OBJECTIVE:
Copy out all the records exactly.

***** RECORD EXTRACTS *****

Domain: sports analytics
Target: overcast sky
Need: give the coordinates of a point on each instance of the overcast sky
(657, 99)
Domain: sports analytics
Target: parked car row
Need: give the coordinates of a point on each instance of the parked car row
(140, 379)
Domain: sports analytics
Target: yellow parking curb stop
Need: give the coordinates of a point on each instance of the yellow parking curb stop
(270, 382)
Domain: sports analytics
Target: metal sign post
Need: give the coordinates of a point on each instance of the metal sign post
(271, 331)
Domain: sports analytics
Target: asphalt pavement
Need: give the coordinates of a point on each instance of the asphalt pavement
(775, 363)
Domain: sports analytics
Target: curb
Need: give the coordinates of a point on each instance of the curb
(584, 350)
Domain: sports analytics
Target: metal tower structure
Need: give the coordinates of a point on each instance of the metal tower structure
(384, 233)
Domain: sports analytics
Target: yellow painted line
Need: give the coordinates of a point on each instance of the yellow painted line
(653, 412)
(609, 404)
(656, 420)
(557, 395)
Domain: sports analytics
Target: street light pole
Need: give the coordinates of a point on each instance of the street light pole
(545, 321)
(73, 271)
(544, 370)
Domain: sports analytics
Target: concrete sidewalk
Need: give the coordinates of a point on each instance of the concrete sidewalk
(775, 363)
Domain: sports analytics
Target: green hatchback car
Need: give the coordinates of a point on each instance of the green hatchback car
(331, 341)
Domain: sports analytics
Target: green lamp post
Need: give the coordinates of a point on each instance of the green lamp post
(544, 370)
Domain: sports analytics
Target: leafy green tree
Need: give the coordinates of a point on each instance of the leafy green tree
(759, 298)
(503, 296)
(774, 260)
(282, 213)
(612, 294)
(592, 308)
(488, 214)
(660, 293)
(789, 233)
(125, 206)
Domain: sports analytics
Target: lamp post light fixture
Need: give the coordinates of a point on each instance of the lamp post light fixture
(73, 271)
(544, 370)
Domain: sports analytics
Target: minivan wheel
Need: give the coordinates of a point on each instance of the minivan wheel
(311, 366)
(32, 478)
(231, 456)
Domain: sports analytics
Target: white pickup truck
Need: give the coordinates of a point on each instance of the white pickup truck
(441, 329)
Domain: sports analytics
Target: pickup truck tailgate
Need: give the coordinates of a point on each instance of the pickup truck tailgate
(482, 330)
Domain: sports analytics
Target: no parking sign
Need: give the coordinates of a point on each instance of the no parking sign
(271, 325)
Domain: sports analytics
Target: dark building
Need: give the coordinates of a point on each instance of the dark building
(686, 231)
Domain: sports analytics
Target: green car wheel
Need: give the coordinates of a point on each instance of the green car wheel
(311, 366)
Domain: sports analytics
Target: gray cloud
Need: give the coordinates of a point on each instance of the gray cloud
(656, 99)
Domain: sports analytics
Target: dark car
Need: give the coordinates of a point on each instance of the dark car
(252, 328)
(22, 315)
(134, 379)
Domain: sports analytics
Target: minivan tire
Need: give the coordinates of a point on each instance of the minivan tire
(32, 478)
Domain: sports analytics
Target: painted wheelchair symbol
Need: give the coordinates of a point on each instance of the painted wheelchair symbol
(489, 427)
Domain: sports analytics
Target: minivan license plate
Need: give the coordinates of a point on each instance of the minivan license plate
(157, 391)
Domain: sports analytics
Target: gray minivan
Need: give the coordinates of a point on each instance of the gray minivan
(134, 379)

*****

TASK RESPONSE:
Domain: sports analytics
Target: overcast sky
Need: give the coordinates of a point on each instance of the overcast sky
(657, 99)
Domain: sports analytics
Target: parked car row
Need: give the coordinates of a point on each instance of the parked car row
(140, 379)
Domain: sports analytics
Target: yellow parking curb stop
Need: give the coordinates of a point on each instance of the yellow parking curb stop
(270, 382)
Domain: sports analytics
Target: metal sign post
Need: give the coordinates of a point on each instance of the metal sign post
(271, 331)
Domain: sports analytics
Target: asphalt pavement
Need: give the coordinates of a point on each instance of the asphalt pavement
(775, 363)
Domain: sports analytics
Target: curb
Need: give the coordinates of a point on each instance of the curb
(584, 350)
Domain: sports analytics
Target: metal tower structure
Need: give the coordinates of a point on each instance of the metal tower structure
(384, 233)
Domain: sports analytics
Target: yellow painted line
Need: give the coordinates of a point on each instance of the yellow painted line
(653, 412)
(609, 404)
(656, 420)
(557, 395)
Domain: sports analytics
Target: street light pole
Need: give the coordinates of a point on each instance of the street light pole
(545, 321)
(73, 271)
(544, 370)
Domain: sports analytics
Target: concrete sidewalk
Need: give the coordinates of a point on each instance of the concrete sidewalk
(775, 363)
Domain: sports analytics
Target: green hatchback car
Need: give the coordinates of a point on each instance of the green hatchback car
(331, 341)
Domain: sports analytics
Target: green lamp post
Need: give the coordinates of a point on each instance of the green lamp post
(544, 370)
Domain: sports analytics
Target: leafy green tree
Need: give the coordinates of a point on each instance of the leafy green tree
(759, 298)
(503, 296)
(774, 260)
(282, 213)
(612, 294)
(592, 308)
(488, 214)
(660, 293)
(789, 233)
(125, 206)
Domain: sports analytics
Target: lamp post light fixture
Need: give the coordinates of a point on each instance of the lamp post light fixture
(73, 271)
(544, 370)
Domain: sports analytics
Target: minivan wheel
Need: give the coordinates of a point on each instance of the minivan wheel
(311, 366)
(32, 478)
(231, 456)
Domain: sports analytics
Target: white pickup truck
Need: give the coordinates of a point on each instance of the white pickup truck
(441, 329)
Domain: sports analytics
Target: pickup truck tailgate
Need: give the coordinates of a point on each instance of the pickup truck tailgate
(482, 330)
Domain: sports analytics
Target: no parking sign
Need: give the coordinates of a point on each instance of the no parking sign
(271, 325)
Domain: sports analytics
Target: dark building
Need: give the coordinates of a point on each instance of the dark building
(686, 231)
Domain: sports analytics
Target: green car wheel
Need: give the coordinates of a point on each instance of the green car wheel
(311, 366)
Domain: sports analytics
Target: gray cloud
Need: give the coordinates of a point on each instance of the gray cloud
(656, 99)
Domain: sports analytics
Target: dark car
Need: give the coordinates of a point on each instance of the dark car
(252, 328)
(22, 315)
(134, 379)
Domain: sports analytics
Target: minivan tire
Need: give the coordinates of a point on each instance of the minivan tire
(32, 478)
Domain: sports analytics
Target: painted wheelchair symbol
Need: give the coordinates of a point on each instance of the painted wheelchair symbol
(489, 427)
Domain: sports analytics
Target: minivan license plate
Need: give the coordinates of a point on each instance of the minivan license plate
(157, 391)
Domain: sports analytics
Target: gray minivan
Need: give the coordinates of a point on each instance of the gray minivan
(134, 379)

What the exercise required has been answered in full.